◆ WHAT TO WORK ON: Please print everything in the volleyball article below word for word, from "HONORING VS. MOVING" down to "2012 car accident.".

◆ TEXT SEGMENT:

That was spring. Now it’s fall, and with it a new volleyball season has arrived.
Mekeel needs a captain.
HONORING VS. MOVING ON
Mekeel and Shenendehowa volleyball teams will both memorialize Sinnott this season. Such displays should be a given, but it’s a balancing act between honoring a fallen teen and teammate and wanting kids to look forward.
“I was actually torn,” the 45-year-old Islip said. “We are actually trying to move on and trying to get the team to focus on good things.
“But I’m at the point, ‘How do we help the girls move on?’ They still think about her, but it’s not as raw.”
There is no playbook for this. Mekeel is a school of a little more than 300 students in grades K-12 that graduates 20 to 30 students a year. There is no precedent for them.
Shen, a much larger school, has dealt with the loss of athletes and other students — most notably Chris Stewart, a football player, and Deanna Rivers, a softball player, who both died in a 2012 car accident.
Shen volleyball is honoring Sinnott, who played junior varsity for the school, with special jerseys with Carly’s CS initials, plus a halo and angel wings, on left sleeves. Also, an Oct. 15 home match against Niskayuna will raise funds for a memorial fund in Sinnott’s name.
“She was still very close to our program,” varsity coach Lori Kessler said. “She was the kind of person that could light up the room at any time because, while serious about volleyball, she was quick to laugh at herself. She brought smiles and laughter to everything she did.”
Mekeel will have jersey patches with CS initials on the right shoulder. There are special warmup shirts being made in Carly’s memory with an infinity logo, a testament to everlasting life and her strong Christian faith. Monday’s 5:15 p.m. season opener at home against Middleburgh will be preceded by a moment of silence. Something bigger is planned in her honor in October for Senior Day vs. Amsterdam. Her picture will be up in the team room off the locker room.
Honor will be paid. Tears will be shed. And matches will go on.
REMEMBERING THE PAST, MOVING FORWARD
This season Mekeel is a young team, and not deep: Two seniors, five sophomores and two freshmen. They won only two matches last year. And Islip still has to make that decision regarding who will shepherd the Lions on the court.
Last season, Sinnott was Mekeel’s unquestioned leader — but not its best player. That was Clare Nelson, now a 15-year-old sophomore from Pattersonville. Nelson, an outside hitter, made second-team all-Western Athletic Conference.
Nelson said a balance can be struck between remembering Mekeel’s fallen leader and moving forward. In fact, she said, one can help the other.
“She should not be forgotten. Even though she’s gone, she not really gone,” Nelson said. “I still ask, ‘What would Carly do in this situation?’ I try to represent her the best I can.”
Mekeel needs a captain. But even though she’s gone, the one they had continues to lead.

◆ INFORMATION SHOWN:

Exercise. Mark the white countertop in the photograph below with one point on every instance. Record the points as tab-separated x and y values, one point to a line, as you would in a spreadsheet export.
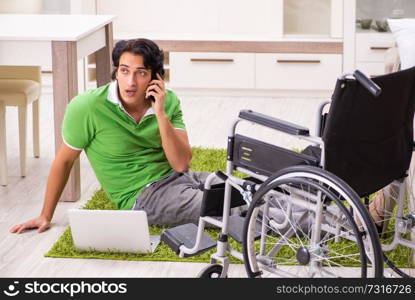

◆ THE REPLY:
HONORING VS. MOVING ON
Mekeel and Shenendehowa volleyball teams will both memorialize Sinnott this season. Such displays should be a given, but it’s a balancing act between honoring a fallen teen and teammate and wanting kids to look forward.
“I was actually torn,” the 45-year-old Islip said. “We are actually trying to move on and trying to get the team to focus on good things.
“But I’m at the point, ‘How do we help the girls move on?’ They still think about her, but it’s not as raw.”
There is no playbook for this. Mekeel is a school of a little more than 300 students in grades K-12 that graduates 20 to 30 students a year. There is no precedent for them.
Shen, a much larger school, has dealt with the loss of athletes and other students — most notably Chris Stewart, a football player, and Deanna Rivers, a softball player, who both died in a 2012 car accident.